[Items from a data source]

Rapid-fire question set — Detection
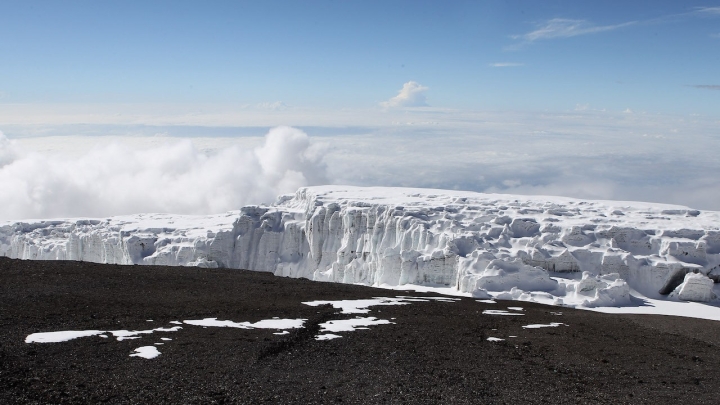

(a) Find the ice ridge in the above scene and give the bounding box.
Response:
[0,186,720,307]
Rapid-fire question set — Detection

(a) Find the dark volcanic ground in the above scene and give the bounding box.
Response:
[0,258,720,404]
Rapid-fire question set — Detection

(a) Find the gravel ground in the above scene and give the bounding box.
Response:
[0,258,720,404]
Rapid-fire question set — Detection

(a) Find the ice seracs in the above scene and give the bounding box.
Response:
[0,186,720,307]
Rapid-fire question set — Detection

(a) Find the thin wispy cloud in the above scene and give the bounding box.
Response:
[695,7,720,15]
[690,84,720,90]
[380,81,428,108]
[490,62,525,67]
[512,18,637,43]
[506,7,720,50]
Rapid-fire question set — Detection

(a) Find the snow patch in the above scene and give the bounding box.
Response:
[130,346,160,359]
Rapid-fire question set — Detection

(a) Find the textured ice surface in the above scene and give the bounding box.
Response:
[0,186,720,319]
[303,296,457,314]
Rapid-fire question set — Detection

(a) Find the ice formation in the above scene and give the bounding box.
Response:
[0,186,720,308]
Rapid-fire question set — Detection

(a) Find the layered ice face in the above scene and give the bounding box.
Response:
[0,186,720,308]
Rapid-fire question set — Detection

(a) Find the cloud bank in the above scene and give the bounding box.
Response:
[0,127,327,220]
[380,81,428,108]
[0,108,720,220]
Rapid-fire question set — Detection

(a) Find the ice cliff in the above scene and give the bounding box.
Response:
[0,186,720,307]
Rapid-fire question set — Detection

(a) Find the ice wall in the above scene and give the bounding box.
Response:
[0,186,720,306]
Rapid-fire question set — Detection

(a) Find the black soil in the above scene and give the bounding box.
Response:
[0,258,720,404]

#### [Challenge]
Pictures in the records should not appear in your copy, but everything else must be transcribed exactly.

#### [Exercise response]
Rapid-fire question set — Detection

(a) Find the ice ridge in the above scene and give the bounding box.
Response:
[0,186,720,307]
Rapid-fire question set — Detection

(a) Find the dark volcanic ground in the above scene and give the bounding box.
Response:
[0,258,720,404]
Rapid-fire question set — Detection

(a) Find the gravel ground in the above scene and give the bounding box.
Response:
[0,258,720,404]
Rapid-fire question set — Detection

(a) Find the ice seracs in the above scene and give the bounding box.
Response:
[0,186,720,307]
Rapid-fire question set — Detection

(a) Find the thin wispy cloud in the above scene and give the bounding box.
Response:
[695,7,720,15]
[690,84,720,90]
[380,81,428,108]
[490,62,525,67]
[512,18,637,43]
[506,7,720,50]
Rapid-fire question set — Detection

(a) Find the snow patch in the above scene and give the bounding box.
Response:
[130,346,160,359]
Rapid-fire question set — Detection

(a) Find the textured ice surface in the above scene and give the bounding box.
Response:
[0,186,720,319]
[303,296,457,314]
Rapid-fire question set — Detection

(a) Find the ice formation in the above scene and give the bounding box.
Response:
[0,186,720,308]
Rapid-fire question set — Detection

(a) Find the layered ice face in the above scene and give the bounding box.
Response:
[0,186,720,308]
Rapid-fire question set — Detection

(a) Find the cloud bank in the above scene and give the bounding box.
Response:
[0,127,327,220]
[380,81,428,108]
[0,108,720,220]
Rapid-fire question set — Detection

(a) Find the ice cliff in the above scene and give the bounding box.
Response:
[0,186,720,307]
Rapid-fire question set — Detection

(a) Find the ice wall in the above scene and give the bounding box.
Response:
[0,186,720,306]
Rapid-fire question set — Detection

(a) Find the black soil in the above scene and give the bounding box.
Response:
[0,258,720,404]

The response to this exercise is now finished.